START Data lines

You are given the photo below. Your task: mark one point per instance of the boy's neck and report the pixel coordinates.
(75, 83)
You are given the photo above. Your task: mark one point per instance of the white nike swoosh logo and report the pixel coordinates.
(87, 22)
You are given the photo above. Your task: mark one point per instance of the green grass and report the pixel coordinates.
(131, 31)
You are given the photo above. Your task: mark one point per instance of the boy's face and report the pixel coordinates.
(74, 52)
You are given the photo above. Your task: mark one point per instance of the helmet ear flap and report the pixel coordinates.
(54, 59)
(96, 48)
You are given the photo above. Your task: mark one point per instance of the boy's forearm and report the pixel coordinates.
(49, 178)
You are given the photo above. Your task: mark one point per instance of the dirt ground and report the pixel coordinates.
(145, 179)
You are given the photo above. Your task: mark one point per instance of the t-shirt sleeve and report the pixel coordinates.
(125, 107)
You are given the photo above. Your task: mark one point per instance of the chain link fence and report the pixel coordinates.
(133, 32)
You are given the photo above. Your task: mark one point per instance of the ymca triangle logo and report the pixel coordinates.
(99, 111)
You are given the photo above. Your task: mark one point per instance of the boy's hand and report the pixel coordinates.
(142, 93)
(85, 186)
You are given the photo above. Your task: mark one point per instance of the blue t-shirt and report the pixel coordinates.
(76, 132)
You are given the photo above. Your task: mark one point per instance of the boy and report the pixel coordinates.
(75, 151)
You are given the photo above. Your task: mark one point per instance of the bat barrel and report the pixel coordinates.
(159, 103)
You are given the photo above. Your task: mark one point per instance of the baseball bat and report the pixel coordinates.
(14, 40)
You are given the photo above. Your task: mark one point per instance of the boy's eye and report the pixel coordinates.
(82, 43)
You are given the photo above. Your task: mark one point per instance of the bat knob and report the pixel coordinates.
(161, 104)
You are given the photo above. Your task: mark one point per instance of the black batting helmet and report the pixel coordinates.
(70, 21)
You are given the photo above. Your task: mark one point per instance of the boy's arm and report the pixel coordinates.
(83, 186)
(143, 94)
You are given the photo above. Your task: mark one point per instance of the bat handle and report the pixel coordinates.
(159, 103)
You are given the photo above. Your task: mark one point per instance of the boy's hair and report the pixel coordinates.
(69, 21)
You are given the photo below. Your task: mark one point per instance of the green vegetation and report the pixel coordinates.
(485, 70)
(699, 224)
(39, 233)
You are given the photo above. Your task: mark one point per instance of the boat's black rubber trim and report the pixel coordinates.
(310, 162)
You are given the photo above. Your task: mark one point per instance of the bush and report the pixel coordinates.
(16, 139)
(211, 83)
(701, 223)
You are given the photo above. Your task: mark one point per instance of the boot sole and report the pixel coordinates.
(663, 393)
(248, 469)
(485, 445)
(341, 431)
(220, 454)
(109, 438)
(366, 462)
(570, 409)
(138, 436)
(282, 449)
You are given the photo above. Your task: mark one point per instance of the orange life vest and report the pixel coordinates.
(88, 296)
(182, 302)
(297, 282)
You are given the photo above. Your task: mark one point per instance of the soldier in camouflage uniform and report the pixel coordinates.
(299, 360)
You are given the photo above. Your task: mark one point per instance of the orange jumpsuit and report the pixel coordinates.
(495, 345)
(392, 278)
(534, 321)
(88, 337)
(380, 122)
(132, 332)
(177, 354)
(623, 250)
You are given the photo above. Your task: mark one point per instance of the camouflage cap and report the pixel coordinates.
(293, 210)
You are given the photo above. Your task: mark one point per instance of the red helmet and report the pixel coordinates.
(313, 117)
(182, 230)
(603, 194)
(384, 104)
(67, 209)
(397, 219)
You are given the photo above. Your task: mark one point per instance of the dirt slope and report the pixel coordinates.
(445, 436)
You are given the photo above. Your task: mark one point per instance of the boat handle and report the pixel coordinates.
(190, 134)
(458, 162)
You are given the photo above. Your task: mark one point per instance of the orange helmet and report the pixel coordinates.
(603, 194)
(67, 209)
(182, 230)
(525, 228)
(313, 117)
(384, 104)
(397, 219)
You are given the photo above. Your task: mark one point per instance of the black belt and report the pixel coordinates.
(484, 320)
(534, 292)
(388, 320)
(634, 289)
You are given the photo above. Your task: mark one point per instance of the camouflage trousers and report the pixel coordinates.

END Data lines

What you have to do — Restate each record word for word.

Exercise result —
You are given the photo below. Your task: mark one point per instance of the boy's neck and report the pixel coordinates.
(75, 83)
You are given the photo above. Your task: mark one point per instance of the white nike swoosh logo and report the pixel coordinates.
(87, 22)
You are given the photo above. Your task: mark one point per instance of the green grass and report the pixel coordinates.
(131, 31)
You are given the photo above. Your task: mark one point per instance of the boy's face and report the pixel coordinates.
(74, 52)
You are given the photo above. Your task: mark one point per instance of the helmet ear flap and report the pixel coordinates.
(54, 59)
(96, 48)
You are given the photo above. Your task: mark one point per instance of the boy's forearm and report the pixel coordinates.
(49, 178)
You are given the photo above. Your task: mark one point per instance of the dirt ground and report the pixel coordinates.
(145, 179)
You are given the photo above. Your task: mark one point per instance of the t-shirt sleeve and report the pixel coordinates.
(125, 107)
You are given the photo above. Your task: mark one point per instance of the chain link fence and report the pixel coordinates.
(133, 32)
You are given the photo above. Your task: mark one point per instance of the ymca triangle logo and report the pixel coordinates.
(99, 111)
You are given the photo above. Your task: mark one point per instance of the boy's hand and report the pixel coordinates.
(142, 93)
(85, 186)
You are given the photo above. Your task: mark one point per instance of the blue t-shirt and report the pixel coordinates.
(76, 132)
You are given the photo above. Your task: mark one point per instance of the boy and report the pixel coordinates.
(75, 151)
You are given the photo above. Your task: mark one point per instance of the bat barrel and report the pixel coordinates.
(159, 103)
You are given the photo above. Your task: mark one point per instance of the baseball bat and report the pixel coordinates.
(14, 40)
You are given the photo above. Your task: mark one point per instance of the boy's eye and report the pixel coordinates.
(82, 43)
You are given the photo above. Your task: mark one point per instance of the bat knob and report the pixel coordinates.
(161, 104)
You are given the photo above. Your task: mark one point per instance of the black batting helmet and report the pixel coordinates.
(70, 21)
You are given the photo above. Your task: mark one point per instance of the boy's arm and report the pixel coordinates.
(83, 186)
(143, 94)
You are given the photo above. Your task: mark one point per instance of the bat handle and report the pixel coordinates.
(159, 103)
You are given the photo above. Your task: mark one point per instance of the boy's hair and report the pixel coordinates.
(69, 21)
You are given the photo below. Your task: mark one point per instance of the green vegetation and report the pixel coordinates.
(485, 70)
(699, 224)
(39, 233)
You are given the photo above. Your task: mark one point per instance of the boat's black rubber trim and report the pixel coordinates.
(310, 162)
You are given the photo above. Your task: mark one point per instance of the bush and report the pixel coordinates.
(16, 139)
(211, 83)
(701, 223)
You are given the photo above. Your task: mark one point per instance of the boot sole and report the pixel coordinates.
(663, 393)
(248, 469)
(485, 445)
(341, 431)
(220, 454)
(109, 438)
(366, 462)
(570, 409)
(138, 436)
(282, 449)
You are given the photo above. Your task: mark one point per instance of the orange life vest and report the pixel coordinates.
(88, 296)
(182, 302)
(297, 282)
You are given the photo above. Your task: mark one point per instance of the soldier in camouflage uniform and report the pixel coordinates.
(299, 360)
You are given the photo above. Your task: mark one point per instance of the orange jumpsuit and report the pixel coordinates.
(495, 345)
(392, 278)
(534, 321)
(88, 337)
(380, 122)
(132, 332)
(177, 354)
(623, 250)
You are given the photo above. Your task: mark one point per instance of the camouflage cap and report the pixel coordinates.
(293, 210)
You are given the photo above. Your task: mark one point per instance of the red helmet and report the pixel coordinates.
(313, 117)
(182, 230)
(603, 194)
(384, 104)
(67, 209)
(397, 219)
You are given the photo above. Your task: mark one point per instance of the dirt slope and report the pixel coordinates.
(445, 436)
You are given the photo above. Your task: mark one point per instance of the boat handle and report the pixel coordinates.
(190, 134)
(458, 162)
You are given the photo above. Your task: mark one point per instance of the orange helmet and report the pixel coordinates.
(603, 194)
(67, 209)
(182, 230)
(525, 228)
(313, 117)
(384, 104)
(397, 219)
You are given the photo above. Your task: mark one point per instance of the black belt and report the pixel coordinates.
(484, 320)
(534, 292)
(388, 320)
(634, 289)
You are given the photo above. Your task: mark one point per instance of the camouflage trousers and report the pixel coordinates.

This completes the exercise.